Could you print, exactly as they stand, the lines from the one holding "Annotate the yellow building" to the end of the data below, and nothing more?

──────── Source material

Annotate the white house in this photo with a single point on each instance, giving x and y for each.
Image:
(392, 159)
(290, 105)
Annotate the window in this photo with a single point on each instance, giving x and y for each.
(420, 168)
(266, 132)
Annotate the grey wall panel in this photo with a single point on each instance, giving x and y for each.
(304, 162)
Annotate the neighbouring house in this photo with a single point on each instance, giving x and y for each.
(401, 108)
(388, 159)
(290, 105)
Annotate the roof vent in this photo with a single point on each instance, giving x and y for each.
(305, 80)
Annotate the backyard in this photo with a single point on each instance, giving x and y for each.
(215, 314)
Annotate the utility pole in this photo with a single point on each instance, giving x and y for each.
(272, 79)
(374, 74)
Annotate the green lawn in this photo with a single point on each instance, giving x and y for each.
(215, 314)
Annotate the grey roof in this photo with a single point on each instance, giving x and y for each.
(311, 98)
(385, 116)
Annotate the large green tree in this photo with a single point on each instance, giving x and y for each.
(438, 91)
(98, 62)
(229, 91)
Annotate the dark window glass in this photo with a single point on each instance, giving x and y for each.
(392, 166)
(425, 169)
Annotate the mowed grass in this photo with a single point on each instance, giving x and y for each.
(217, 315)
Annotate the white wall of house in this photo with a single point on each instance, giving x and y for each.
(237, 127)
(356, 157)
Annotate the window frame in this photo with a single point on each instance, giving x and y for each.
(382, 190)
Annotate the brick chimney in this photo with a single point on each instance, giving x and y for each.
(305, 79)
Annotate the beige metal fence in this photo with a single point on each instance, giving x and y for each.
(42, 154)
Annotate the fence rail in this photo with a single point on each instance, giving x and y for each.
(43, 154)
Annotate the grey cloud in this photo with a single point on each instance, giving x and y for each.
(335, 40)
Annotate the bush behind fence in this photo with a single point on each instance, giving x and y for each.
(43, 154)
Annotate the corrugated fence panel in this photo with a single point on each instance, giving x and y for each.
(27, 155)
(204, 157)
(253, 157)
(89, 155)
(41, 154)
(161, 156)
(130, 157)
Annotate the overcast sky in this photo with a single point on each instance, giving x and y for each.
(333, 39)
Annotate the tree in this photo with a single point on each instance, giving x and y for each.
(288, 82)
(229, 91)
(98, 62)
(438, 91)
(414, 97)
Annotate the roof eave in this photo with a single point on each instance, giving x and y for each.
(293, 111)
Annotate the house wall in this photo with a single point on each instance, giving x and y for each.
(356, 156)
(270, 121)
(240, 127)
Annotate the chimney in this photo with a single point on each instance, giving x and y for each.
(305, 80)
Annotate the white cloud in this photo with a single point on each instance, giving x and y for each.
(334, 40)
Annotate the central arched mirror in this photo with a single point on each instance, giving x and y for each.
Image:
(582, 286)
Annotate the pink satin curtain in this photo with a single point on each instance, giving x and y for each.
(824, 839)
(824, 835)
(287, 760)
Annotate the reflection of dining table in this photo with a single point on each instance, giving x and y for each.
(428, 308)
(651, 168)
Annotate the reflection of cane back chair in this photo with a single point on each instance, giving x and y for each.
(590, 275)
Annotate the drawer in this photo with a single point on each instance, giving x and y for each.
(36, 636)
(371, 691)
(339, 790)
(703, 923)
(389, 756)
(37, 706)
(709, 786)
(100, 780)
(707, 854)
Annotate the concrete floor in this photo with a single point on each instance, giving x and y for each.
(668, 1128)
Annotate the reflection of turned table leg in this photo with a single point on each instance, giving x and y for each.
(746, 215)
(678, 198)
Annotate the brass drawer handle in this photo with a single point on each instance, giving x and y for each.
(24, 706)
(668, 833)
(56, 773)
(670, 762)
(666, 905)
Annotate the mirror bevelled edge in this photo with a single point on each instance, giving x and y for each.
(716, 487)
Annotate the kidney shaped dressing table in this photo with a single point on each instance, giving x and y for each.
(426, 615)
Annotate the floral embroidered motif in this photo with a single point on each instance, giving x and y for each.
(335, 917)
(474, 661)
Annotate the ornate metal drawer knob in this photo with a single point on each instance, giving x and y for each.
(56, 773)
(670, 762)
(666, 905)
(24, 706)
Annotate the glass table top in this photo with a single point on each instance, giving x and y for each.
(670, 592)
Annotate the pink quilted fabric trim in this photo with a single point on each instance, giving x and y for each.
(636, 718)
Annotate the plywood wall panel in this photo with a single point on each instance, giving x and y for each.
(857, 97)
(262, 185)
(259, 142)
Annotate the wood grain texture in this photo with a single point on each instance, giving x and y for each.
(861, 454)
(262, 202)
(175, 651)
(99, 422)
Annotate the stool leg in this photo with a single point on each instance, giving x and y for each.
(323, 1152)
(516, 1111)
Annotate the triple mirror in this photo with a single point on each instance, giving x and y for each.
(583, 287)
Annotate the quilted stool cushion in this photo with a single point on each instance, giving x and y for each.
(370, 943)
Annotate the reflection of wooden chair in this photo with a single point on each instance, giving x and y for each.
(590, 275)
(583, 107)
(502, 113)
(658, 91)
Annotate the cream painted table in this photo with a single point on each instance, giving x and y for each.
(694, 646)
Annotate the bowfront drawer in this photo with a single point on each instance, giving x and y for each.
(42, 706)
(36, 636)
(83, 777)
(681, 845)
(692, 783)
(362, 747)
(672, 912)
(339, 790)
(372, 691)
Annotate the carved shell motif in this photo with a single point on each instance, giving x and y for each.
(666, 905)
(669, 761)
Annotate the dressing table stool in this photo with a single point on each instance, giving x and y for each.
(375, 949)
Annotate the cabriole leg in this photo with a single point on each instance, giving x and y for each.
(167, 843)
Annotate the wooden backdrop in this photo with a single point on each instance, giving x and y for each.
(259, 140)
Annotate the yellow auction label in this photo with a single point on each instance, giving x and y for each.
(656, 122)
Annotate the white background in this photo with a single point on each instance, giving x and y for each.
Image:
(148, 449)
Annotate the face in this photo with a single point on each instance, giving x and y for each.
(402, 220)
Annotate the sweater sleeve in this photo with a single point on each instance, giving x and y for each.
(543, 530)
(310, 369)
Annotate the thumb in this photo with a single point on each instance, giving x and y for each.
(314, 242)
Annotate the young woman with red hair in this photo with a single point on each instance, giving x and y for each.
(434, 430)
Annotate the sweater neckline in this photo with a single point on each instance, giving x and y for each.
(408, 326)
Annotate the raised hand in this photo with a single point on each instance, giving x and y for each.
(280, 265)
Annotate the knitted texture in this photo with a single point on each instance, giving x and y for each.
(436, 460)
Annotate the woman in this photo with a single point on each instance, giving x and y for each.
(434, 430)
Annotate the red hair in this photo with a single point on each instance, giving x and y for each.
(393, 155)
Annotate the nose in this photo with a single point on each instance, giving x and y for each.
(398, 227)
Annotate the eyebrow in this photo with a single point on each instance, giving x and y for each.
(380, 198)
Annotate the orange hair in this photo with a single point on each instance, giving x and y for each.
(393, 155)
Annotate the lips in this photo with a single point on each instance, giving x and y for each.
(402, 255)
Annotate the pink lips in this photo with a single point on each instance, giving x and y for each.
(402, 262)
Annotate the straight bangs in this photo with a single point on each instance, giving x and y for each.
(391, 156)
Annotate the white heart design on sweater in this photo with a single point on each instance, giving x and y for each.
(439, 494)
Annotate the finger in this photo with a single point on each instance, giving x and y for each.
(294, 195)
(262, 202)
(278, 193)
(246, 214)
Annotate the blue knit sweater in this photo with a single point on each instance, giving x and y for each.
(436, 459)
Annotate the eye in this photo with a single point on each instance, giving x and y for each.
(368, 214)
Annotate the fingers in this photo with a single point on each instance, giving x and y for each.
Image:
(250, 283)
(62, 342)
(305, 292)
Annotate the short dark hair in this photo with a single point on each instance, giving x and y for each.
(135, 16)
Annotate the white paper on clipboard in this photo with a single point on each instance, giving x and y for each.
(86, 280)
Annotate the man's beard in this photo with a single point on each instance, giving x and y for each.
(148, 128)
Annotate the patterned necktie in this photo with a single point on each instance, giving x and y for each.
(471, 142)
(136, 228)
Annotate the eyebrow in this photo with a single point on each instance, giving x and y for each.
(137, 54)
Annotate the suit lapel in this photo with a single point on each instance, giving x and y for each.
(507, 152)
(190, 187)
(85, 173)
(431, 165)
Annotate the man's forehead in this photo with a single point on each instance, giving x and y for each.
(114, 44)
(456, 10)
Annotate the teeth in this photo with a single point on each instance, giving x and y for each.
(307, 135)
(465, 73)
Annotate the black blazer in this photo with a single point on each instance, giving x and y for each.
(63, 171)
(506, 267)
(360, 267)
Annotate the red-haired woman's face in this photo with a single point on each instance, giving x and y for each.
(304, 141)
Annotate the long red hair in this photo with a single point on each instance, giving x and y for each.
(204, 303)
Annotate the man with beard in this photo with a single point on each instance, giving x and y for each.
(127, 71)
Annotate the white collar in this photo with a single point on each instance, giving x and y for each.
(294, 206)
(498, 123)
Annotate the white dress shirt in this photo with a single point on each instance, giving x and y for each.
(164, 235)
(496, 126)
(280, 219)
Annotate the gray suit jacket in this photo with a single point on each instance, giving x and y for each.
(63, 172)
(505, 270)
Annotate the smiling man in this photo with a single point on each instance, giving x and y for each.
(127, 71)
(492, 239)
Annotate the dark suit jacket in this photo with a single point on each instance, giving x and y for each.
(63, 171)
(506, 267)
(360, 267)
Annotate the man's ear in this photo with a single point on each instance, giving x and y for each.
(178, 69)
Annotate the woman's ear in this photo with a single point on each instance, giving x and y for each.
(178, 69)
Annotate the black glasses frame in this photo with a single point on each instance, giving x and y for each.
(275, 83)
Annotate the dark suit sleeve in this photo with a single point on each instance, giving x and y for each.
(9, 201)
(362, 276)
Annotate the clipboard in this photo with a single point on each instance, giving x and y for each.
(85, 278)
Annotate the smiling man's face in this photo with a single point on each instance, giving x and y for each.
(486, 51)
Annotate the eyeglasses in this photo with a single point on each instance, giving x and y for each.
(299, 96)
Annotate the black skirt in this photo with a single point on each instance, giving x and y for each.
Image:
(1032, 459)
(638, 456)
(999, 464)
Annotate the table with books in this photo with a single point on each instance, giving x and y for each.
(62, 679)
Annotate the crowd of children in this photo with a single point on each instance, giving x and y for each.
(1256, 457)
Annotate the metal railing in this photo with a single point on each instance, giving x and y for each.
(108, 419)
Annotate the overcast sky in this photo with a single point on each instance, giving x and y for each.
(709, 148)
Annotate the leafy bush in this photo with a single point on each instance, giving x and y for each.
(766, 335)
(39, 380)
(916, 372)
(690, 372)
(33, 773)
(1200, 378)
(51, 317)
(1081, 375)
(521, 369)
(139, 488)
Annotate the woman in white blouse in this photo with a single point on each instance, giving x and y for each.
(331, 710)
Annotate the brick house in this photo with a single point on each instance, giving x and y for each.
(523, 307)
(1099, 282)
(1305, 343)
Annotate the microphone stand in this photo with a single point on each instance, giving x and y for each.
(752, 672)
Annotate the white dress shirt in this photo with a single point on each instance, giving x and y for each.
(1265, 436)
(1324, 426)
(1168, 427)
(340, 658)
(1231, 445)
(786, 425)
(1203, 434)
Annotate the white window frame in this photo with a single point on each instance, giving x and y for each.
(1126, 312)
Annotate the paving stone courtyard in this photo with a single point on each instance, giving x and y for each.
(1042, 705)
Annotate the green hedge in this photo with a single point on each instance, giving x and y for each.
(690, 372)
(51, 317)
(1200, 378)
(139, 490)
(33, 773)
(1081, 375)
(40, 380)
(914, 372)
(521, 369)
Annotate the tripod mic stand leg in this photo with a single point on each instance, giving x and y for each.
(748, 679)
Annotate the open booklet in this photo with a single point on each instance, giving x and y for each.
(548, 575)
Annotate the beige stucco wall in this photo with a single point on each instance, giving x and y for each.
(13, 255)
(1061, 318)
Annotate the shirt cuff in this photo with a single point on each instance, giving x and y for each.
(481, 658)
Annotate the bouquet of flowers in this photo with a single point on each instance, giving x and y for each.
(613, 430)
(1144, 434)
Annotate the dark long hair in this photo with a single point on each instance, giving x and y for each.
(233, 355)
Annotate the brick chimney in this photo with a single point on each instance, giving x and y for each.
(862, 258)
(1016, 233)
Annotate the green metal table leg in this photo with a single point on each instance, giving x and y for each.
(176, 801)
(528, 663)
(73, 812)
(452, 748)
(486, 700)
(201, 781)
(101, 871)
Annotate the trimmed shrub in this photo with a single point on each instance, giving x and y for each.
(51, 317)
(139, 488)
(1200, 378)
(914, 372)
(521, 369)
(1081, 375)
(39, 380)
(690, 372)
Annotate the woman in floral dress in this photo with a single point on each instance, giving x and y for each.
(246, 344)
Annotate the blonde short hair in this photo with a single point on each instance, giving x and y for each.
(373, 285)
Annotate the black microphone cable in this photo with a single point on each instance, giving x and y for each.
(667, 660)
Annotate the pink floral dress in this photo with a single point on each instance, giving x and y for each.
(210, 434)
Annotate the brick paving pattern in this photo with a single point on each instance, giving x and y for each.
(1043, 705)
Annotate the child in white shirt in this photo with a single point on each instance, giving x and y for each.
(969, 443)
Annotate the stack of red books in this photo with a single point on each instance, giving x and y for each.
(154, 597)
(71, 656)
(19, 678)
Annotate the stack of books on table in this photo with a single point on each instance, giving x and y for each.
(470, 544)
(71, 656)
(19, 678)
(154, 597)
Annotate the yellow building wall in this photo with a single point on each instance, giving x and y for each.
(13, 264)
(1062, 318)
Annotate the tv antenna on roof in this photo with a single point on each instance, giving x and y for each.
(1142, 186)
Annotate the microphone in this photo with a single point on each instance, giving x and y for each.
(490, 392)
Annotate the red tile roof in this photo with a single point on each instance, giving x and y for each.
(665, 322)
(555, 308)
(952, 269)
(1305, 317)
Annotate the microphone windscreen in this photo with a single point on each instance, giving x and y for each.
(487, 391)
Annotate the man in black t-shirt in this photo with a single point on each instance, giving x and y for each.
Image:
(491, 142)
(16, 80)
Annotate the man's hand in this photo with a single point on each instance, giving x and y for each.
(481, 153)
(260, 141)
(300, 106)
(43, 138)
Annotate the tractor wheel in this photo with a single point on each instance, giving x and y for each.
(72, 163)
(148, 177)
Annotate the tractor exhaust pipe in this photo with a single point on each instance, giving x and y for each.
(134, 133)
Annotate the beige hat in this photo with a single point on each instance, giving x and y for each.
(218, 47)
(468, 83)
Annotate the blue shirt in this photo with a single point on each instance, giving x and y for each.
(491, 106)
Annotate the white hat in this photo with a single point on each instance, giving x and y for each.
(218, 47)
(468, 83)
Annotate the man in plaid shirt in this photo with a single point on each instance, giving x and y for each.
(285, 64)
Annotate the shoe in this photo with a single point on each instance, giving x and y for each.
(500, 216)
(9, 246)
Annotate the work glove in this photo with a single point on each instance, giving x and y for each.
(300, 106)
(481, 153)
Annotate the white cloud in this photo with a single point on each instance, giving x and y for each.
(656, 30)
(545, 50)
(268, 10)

────────────────

• [Response to this exercise]:
Annotate the yellow building wall in this photo with a single point on each instance, giving x and y for each.
(13, 264)
(1062, 318)
Annotate the tv antenna on roof in this photo with a single point on each instance, giving x and y for each.
(1142, 186)
Annotate the microphone in this photo with a single point on each instance, giving x and y for each.
(490, 392)
Annotate the red tile roof in this photo with a single point on each instance, giving x and y for each.
(665, 322)
(555, 308)
(952, 269)
(1305, 317)
Annotate the microphone windscreen in this photo with a single point on each instance, giving x and y for each.
(487, 391)
Annotate the man in black t-shirt in this photo with a single point on each instance, giving x and y for each.
Image:
(491, 142)
(16, 80)
Annotate the man's hand in this photo with a single point on each instance, giving x and y for each.
(481, 153)
(260, 141)
(300, 106)
(43, 138)
Annotate the tractor wheel in this photo with a single point on each instance, giving x and y for each.
(72, 163)
(148, 177)
Annotate the tractor exhaust pipe in this photo with a single point on each instance, giving x and y for each.
(134, 133)
Annotate the beige hat in this photo with a single point on each instance, giving x and y for each.
(218, 47)
(468, 83)
Annotate the blue shirt in this photo with a single point on each instance, giving x and y for each.
(491, 106)
Annotate the white hat in this photo with a single point on each instance, giving x and y for each.
(218, 47)
(468, 83)
Annotate the man in plaid shirt in this photo with a single point on each instance, giving x and y for each.
(285, 64)
Annotate the shoe in this photo with a single point on each instance, giving x and y for each.
(500, 216)
(9, 246)
Annotate the work glove in this photo with a single point on each instance, giving x and y for each.
(300, 106)
(481, 153)
Annotate the white cloud in this photo with a single point on each instance, giving x and y for each.
(656, 30)
(545, 50)
(268, 10)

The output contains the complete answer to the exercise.